**WHAT YOU NEED TO DO**:
1 > In the Fair Work extract on employees and volunteers below, why does the opening line call the case most interesting? Answer in one to three sentences.
2 > From paragraph [50] of the Fair Work extract below, list every other matter it names as possibly relevant in determining the nature of the relationship.
3 > Pick up the Fair Work extract on employees and volunteers below after its final paragraph, and write the next part.

**EXTRACT**:
Fair work tests; volunteer or employee?

This is a most interesting case which contains an excellent summary of the legal principles which apply when the Fair Work Commission is required to determine whether a person is an employee of an organization or a volunteer member of it.

 

“Consideration

 

[46]    I have considered the submissions made by the parties and all the evidence in my determination of this matter and the conclusions I have reached.

 

[47]    Construction, Forestry, Maritime, Mining and Energy Union v Personnel Contracting Pty Ltd (CFMMEU)2 and ZG Operations Australia Pty Ltd v Jamsek (ZG Operations)3 are the most recent High Court authorities in relation to the employment relationship.

 

[48]    These cases held that where the parties’ relationship was comprehensively committed to a written contract, the validity of which was not challenged as a sham, and the terms of which were not varied, waived or the subject of an estoppel – the question of whether a person was an employee or an independent contractor was to be resolved solely by a consideration of the terms of the contract and not by reference to performance of the contract.4

 

[49]    Where the terms of the relationship between the parties has not been committed comprehensively to a written agreement, the characterisation of a relationship as being either one of employment or one of principal and independent contractor is to be determined by reference to “the totality of the relationship between the parties”.5 In examining the totality of the relationship between the parties, relevant matters include whether the putative employee’s work was so subordinate to the employer’s business that it can be seen to have been performed as an employee of that business rather than as part of an independent enterprise6 and the existence of a right of control by a putative employer over the activities of the putative employee.7

 

[50]    Other matters which may be relevant in determining the nature of the relationship include the mode of remuneration, the provision and maintenance of equipment, the obligation to work, the hours of work, the provision for holidays, the deduction of income tax and the delegation of work.8

 

[51]    In the current case, the dispute is not whether Mr Mifsud and Mr Webster performed work for the FRNSW Band as employees or independent contractors, but rather whether Mr Mifsud and Mr Webster were employees or volunteers.

**ENTRIES SUPPLIED**:
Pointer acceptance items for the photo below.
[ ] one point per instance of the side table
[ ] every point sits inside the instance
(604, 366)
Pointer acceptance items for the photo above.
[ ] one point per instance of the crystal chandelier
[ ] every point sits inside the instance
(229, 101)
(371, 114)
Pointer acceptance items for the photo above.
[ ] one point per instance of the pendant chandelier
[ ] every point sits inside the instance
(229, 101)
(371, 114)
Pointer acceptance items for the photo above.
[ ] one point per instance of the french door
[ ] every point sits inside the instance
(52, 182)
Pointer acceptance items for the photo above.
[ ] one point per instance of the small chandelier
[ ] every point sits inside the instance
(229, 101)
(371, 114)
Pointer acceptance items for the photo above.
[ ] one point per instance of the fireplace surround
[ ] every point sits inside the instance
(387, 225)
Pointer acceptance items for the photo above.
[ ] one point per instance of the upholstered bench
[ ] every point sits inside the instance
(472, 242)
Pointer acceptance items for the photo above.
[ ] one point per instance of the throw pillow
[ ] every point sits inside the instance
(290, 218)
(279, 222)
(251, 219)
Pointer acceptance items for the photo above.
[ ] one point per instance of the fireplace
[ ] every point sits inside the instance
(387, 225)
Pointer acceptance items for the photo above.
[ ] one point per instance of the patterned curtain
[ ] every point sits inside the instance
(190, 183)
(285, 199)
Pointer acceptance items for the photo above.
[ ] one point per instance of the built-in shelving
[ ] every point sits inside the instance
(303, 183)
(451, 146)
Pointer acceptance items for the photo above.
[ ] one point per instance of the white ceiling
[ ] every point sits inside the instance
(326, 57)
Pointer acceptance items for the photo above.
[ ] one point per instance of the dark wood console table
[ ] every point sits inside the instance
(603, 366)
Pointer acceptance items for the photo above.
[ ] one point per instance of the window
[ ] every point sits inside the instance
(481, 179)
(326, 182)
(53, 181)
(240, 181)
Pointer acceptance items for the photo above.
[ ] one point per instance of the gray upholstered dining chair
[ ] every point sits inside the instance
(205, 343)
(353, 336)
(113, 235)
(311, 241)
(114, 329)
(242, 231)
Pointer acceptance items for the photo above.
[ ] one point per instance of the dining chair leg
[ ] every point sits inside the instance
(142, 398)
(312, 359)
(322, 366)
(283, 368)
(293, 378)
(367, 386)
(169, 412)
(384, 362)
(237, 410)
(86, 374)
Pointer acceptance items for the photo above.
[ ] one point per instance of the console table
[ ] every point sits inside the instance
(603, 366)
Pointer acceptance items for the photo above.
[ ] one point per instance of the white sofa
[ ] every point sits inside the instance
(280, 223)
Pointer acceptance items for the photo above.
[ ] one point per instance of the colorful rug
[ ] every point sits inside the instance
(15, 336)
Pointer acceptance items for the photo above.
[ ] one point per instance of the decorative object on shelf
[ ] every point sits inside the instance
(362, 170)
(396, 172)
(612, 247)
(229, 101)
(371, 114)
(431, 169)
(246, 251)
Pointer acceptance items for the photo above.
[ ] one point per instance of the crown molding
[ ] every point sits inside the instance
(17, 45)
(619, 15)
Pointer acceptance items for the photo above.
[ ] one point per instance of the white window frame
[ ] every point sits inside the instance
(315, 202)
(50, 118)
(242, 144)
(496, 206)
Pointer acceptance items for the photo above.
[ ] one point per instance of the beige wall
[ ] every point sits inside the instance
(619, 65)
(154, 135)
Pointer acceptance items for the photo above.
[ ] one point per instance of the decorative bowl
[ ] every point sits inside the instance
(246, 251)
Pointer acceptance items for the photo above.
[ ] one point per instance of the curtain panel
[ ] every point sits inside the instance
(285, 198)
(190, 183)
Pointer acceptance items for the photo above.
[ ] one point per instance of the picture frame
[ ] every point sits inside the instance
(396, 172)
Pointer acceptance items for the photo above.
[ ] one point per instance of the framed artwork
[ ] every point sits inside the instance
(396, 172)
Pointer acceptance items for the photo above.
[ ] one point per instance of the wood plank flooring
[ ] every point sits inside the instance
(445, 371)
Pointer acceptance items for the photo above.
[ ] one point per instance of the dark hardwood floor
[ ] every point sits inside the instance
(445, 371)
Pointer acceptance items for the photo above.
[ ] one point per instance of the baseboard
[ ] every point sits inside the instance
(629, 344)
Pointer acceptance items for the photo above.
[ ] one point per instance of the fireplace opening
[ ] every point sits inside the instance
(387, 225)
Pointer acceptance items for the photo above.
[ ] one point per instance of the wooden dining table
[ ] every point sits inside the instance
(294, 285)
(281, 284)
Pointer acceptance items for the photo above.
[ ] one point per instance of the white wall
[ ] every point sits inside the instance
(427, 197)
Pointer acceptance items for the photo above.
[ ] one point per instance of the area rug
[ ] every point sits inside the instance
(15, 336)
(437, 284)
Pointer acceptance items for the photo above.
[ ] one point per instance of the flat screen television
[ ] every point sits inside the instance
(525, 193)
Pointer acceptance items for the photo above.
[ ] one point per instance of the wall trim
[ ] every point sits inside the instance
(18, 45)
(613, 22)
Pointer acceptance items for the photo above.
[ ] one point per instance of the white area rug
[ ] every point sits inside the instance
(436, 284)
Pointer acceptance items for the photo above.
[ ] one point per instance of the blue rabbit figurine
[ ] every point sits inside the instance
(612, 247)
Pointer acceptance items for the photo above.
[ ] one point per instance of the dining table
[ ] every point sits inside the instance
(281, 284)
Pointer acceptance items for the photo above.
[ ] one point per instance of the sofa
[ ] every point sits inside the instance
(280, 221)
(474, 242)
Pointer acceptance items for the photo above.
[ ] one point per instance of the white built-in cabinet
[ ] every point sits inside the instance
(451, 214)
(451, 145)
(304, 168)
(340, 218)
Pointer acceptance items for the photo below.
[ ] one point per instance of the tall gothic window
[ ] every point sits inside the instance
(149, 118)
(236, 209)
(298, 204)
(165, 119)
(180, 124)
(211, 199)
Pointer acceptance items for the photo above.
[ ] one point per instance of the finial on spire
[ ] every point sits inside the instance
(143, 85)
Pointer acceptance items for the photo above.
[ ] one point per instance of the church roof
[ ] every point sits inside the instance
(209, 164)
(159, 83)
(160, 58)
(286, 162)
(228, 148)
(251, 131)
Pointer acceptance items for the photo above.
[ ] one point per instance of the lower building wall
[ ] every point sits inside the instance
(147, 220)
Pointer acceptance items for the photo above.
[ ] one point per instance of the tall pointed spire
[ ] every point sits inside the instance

**OUTPUTS IN ORDER**:
1 > The case is called most interesting because it contains an excellent summary of the legal principles that apply when the Fair Work Commission must decide whether a person is an employee of an organization or a volunteer member of it.

2 >
- The mode of remuneration
- The provision and maintenance of equipment
- The obligation to work
- The hours of work
- The provision for holidays
- The deduction of income tax
- The delegation of work

3 >
[52]    It is well established that an employment relationship exists only where a person agrees to perform work pursuant to a ‘contract of service’ or contract of employment. If there is no contract of employment identified between the parties, then Mr Mifsud and Mr Webster cannot be employees of the Respondent.9

 

[53]    Numerous decisions of this Commission refer to the basic essential requirements for an agreement to be legally enforceable as a contract as being:

 

(a)      The parties must have reached agreement as to the terms of the contract.

(b)     The agreement must involve the provision of “consideration” by each party.

 

 

 

(c)      The agreement must be intended by the parties to be legally enforceable.

(d)     The terms of the agreement must be certain and complete and there must be no element of illegality or any other vitiating factor that would deprive the agreement of legal effect.10

 

[54]    Prior to the Respondent being incorporated on 26 May 2022, the FRNSW grant money that was used to pay band members was administered by the Band Manager and Conductor. Mr Mifsud submits that he was an employee of the FRNSW Band from October 1986. However this is not possible because at that time, the FRNSW Band was not a legal entity, but a group of individuals who were led by the Band Manager and Conductor.

 

[55]    Mr Mifsud and Mr Webster do not allege that prior to 26 May 2022, their employer was the Band Manager and/or Conductor, or any other person. There is no evidence before me which establishes that there was a contract of employment between each of Mr Mifsud and Mr Webster and another legal person. I have therefore considered the matter on the basis that the alleged employment relationship commenced when the FRNSW Band was incorporated on 26 May 2022.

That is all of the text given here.